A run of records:
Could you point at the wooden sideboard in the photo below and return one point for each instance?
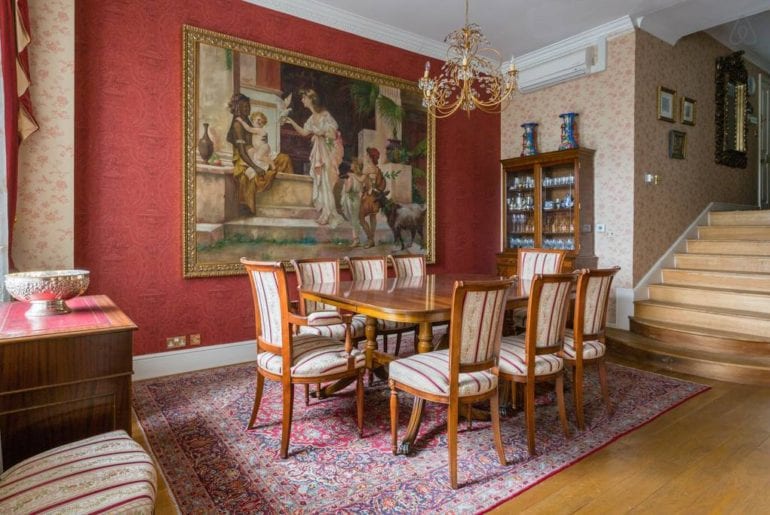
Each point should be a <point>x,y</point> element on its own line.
<point>63,377</point>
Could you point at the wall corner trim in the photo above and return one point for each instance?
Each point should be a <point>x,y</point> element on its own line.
<point>346,21</point>
<point>148,366</point>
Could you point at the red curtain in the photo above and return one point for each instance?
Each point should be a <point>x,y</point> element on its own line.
<point>19,119</point>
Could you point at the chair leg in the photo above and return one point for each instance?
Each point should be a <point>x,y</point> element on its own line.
<point>529,406</point>
<point>577,395</point>
<point>360,402</point>
<point>288,406</point>
<point>257,399</point>
<point>603,383</point>
<point>560,403</point>
<point>394,418</point>
<point>494,413</point>
<point>454,413</point>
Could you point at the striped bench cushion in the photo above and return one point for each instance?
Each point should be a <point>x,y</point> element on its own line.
<point>105,473</point>
<point>337,330</point>
<point>591,348</point>
<point>313,356</point>
<point>512,362</point>
<point>429,372</point>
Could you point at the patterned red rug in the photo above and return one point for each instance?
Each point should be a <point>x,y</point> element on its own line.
<point>195,425</point>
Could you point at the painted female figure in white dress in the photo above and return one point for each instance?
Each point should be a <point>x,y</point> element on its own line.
<point>325,155</point>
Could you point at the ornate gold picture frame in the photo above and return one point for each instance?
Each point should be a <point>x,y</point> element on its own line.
<point>288,156</point>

:: Instructions for the task ::
Reproduce the final stretch of the data above: every line from the one holding "Could you point at the chair" through the end, inclusive, exactly as written and nothing else.

:: Task result ::
Could you point at the chair leg in the photo above and return one point for each instance?
Each point should be a <point>x,y</point> element on its own line.
<point>529,406</point>
<point>577,395</point>
<point>360,402</point>
<point>288,406</point>
<point>257,399</point>
<point>603,383</point>
<point>560,403</point>
<point>394,418</point>
<point>494,413</point>
<point>454,413</point>
Could you point at the striped bench cushion in the photo above and return one point for each instance?
Each point should be a <point>x,y</point> element on its own line.
<point>105,473</point>
<point>337,330</point>
<point>591,348</point>
<point>313,356</point>
<point>512,362</point>
<point>429,372</point>
Could you point at the patterned red rug in the photo above and return one point for each instance?
Each point should be a <point>x,y</point> element on its own line.
<point>195,425</point>
Could you point at the painted female figure in white dress in the photo above and return one point for each instance?
Each point should be a <point>x,y</point> element on its own line.
<point>325,155</point>
Could you point at the ornate gold picture frame in the photo above and return one point for each instance?
Each point should be a <point>x,y</point> element on its own line.
<point>288,156</point>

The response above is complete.